• _Выдержки из записей_:
□ □ □ □ □

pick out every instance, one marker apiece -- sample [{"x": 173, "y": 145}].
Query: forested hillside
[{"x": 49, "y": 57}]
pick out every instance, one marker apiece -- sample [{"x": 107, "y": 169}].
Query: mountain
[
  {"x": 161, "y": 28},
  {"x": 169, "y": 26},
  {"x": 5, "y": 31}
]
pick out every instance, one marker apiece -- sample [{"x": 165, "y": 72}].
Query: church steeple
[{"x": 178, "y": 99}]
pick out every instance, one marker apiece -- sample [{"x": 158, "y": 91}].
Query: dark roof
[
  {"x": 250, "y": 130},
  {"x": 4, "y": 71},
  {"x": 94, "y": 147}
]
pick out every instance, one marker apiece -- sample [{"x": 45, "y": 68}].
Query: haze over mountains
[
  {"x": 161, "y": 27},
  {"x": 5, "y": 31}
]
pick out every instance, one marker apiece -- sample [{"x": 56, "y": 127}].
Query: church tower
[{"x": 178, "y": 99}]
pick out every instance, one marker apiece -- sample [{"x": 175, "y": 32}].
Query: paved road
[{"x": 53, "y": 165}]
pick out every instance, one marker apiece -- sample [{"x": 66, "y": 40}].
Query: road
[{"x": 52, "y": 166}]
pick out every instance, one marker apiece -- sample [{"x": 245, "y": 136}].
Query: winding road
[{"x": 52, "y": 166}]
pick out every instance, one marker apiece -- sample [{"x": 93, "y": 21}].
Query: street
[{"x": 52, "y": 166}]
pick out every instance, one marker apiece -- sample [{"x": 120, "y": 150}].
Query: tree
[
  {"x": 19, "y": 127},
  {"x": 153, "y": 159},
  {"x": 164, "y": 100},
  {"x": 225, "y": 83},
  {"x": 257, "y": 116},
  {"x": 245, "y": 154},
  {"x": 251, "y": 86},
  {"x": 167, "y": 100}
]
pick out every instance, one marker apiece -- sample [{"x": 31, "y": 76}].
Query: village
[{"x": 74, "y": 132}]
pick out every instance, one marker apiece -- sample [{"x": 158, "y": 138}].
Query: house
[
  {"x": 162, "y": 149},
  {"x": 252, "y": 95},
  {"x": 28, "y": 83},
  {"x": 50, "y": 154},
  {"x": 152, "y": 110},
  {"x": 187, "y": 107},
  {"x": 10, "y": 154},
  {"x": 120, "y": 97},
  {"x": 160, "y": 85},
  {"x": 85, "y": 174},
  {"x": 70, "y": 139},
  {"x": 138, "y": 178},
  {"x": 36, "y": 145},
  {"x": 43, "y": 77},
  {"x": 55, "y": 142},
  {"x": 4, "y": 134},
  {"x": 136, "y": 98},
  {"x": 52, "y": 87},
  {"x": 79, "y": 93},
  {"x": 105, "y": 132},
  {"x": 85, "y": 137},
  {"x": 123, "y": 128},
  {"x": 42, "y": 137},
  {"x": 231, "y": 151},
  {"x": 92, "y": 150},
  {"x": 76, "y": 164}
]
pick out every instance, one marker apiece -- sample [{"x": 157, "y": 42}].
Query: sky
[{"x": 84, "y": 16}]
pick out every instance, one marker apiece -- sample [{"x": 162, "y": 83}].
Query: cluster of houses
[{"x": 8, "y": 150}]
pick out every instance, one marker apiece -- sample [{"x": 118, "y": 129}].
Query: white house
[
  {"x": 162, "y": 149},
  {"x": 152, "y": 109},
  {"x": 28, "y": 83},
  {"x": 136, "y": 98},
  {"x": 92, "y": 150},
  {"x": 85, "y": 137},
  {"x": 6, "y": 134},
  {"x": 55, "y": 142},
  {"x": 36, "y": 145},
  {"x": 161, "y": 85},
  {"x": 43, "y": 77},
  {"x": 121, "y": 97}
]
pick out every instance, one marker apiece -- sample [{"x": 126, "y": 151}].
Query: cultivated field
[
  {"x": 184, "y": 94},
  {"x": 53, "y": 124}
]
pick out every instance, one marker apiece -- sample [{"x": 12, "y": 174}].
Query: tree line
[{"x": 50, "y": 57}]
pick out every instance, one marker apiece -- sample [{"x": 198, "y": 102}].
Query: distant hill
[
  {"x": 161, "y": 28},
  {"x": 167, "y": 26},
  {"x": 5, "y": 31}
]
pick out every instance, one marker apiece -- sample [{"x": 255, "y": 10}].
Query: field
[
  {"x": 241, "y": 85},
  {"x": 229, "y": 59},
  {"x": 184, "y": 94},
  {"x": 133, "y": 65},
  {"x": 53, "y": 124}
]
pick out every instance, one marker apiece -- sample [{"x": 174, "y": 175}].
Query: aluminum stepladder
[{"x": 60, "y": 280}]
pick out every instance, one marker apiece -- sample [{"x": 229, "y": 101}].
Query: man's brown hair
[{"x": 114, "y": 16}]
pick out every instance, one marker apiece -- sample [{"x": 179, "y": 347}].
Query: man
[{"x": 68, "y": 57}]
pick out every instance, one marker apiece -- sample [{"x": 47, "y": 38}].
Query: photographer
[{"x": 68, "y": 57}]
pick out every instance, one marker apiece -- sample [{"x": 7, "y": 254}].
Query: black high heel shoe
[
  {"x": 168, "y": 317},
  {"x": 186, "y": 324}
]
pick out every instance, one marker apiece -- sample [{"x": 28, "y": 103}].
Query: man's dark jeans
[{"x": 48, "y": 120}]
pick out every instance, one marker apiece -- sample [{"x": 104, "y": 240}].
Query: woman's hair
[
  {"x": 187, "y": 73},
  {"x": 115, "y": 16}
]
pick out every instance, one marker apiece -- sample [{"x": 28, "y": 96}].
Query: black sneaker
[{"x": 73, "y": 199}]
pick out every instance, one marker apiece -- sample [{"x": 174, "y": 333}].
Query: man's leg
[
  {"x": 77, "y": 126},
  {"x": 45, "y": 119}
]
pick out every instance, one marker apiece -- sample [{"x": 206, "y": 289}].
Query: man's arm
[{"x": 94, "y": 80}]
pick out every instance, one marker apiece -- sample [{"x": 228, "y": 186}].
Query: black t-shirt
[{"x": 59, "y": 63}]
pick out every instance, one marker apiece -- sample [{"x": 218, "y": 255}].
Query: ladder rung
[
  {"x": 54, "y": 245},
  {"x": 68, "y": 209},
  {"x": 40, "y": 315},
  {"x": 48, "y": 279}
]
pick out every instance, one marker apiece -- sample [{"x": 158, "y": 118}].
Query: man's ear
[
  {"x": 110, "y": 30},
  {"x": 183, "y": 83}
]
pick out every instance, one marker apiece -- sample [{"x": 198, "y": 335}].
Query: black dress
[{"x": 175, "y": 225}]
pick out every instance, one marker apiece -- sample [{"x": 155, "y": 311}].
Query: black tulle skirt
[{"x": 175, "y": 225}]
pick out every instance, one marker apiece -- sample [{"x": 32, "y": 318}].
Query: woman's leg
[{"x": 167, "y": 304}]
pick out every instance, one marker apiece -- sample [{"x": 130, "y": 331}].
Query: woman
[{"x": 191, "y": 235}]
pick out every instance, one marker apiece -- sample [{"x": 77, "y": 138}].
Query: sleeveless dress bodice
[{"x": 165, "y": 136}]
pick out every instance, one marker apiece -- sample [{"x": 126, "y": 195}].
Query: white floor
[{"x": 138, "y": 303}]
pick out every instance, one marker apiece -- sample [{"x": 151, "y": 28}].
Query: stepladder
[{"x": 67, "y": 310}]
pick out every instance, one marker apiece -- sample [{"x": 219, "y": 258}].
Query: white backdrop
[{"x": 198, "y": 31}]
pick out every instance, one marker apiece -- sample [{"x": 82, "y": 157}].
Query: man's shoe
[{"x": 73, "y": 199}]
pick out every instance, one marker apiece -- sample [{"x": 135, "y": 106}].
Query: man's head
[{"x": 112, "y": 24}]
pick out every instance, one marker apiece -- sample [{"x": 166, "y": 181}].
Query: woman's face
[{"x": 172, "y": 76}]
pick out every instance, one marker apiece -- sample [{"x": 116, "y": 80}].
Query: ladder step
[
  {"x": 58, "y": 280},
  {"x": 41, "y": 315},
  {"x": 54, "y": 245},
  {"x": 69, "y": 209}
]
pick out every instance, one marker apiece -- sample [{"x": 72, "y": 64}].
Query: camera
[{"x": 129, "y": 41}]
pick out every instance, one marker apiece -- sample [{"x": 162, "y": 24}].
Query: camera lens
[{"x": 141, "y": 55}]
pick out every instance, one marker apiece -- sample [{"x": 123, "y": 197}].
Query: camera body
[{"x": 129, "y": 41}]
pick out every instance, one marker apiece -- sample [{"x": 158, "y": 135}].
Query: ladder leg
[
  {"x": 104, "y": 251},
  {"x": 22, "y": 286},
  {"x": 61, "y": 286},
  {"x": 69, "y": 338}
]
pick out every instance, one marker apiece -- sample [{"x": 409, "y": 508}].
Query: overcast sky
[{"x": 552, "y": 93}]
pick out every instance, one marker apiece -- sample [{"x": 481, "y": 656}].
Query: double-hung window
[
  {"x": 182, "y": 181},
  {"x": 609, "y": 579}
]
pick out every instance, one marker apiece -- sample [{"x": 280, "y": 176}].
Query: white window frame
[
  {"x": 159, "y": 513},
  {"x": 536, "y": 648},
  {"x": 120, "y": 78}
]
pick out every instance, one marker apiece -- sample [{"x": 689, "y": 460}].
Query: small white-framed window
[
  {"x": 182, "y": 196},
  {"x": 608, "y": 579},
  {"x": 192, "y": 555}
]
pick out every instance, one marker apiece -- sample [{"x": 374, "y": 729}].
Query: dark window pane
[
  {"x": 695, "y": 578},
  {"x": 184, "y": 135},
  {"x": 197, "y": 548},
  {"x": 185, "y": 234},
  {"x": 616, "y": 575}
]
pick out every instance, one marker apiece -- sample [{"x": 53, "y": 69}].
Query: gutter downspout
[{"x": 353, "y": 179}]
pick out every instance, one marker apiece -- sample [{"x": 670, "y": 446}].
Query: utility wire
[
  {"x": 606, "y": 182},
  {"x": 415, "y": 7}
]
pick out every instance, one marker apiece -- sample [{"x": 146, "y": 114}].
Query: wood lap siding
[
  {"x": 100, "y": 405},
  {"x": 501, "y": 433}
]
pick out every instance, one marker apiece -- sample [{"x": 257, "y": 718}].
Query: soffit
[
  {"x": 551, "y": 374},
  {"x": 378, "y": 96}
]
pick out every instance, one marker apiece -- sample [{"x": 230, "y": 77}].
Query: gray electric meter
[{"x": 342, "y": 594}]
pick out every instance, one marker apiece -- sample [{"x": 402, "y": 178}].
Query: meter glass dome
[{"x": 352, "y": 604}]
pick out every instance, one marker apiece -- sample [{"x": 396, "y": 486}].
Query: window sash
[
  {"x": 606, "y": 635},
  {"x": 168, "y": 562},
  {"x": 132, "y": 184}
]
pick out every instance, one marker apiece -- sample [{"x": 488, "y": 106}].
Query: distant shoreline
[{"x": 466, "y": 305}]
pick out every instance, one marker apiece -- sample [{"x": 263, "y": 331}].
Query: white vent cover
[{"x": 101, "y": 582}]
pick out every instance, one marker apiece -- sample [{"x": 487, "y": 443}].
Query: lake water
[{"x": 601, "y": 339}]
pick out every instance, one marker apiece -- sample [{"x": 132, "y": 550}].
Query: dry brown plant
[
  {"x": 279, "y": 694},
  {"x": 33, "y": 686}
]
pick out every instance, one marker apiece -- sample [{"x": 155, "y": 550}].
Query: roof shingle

□ □ □ □ □

• _Задание к выполнению_: Посчитайте, в скольких строках записей выше встречается слово «dark» с учетом регистра, и укажите только это число.

• _Решение задания_: 3